Page excerpt.
================
But we also had some fantastic times together. We would go to the Union to get sub sandwiches, bring them back to my room, & watch 90210 & Melrose Place together every week. I always slept with my face in between his shoulder blades. I fit so perfectly, it was like I was meant to be there. We walked through campus holding hands & trying to dodge the damn starlings that dropped bombs of crap every 6 inches. We shared a love of 80's hairband love ballads (I am listening to one right now). He even made me a mixed tape of them once. He didn't care that I loved wearing sweatpants more than anything else (still do). We would sit for hours in the middle of the night & watch the rain come down. It was raining the first time I told him I loved him. He told me he loved me several months before, but the words simply would not come out of my mouth. Saying 'I love you' to someone I'm in a relationship with has never been an easy thing for me to do. Saying 'I love you' makes you & your heart vulnerable. I refused to allow myself to be that vulnerable again, even though I loved him with all of what were the broken pieces of my heart at the time.
================
Source data.
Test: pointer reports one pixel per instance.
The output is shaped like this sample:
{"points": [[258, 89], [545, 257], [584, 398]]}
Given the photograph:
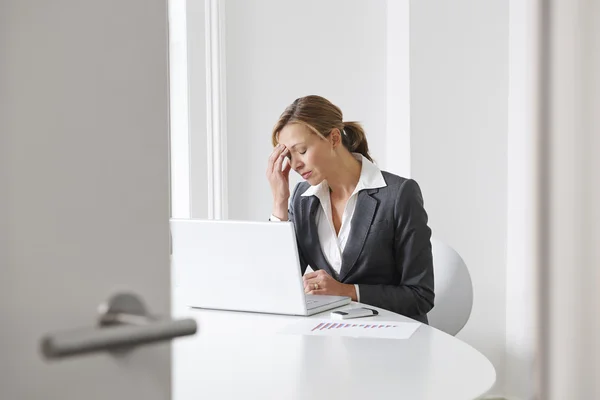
================
Actions to take.
[a] In the excerpt, what was the weather the first time the writer said "I love you" to him?
[b] In the excerpt, what does each sentence beginning with "He" say about him? List every one.
Answer from the excerpt alone, not from the listing.

Results of the tasks.
[a] It was raining.

[b]
- He even made the writer a mixed tape of 80's hairband love ballads once.
- He didn't care that the writer loved wearing sweatpants more than anything else.
- He told the writer he loved them several months before the writer said it back.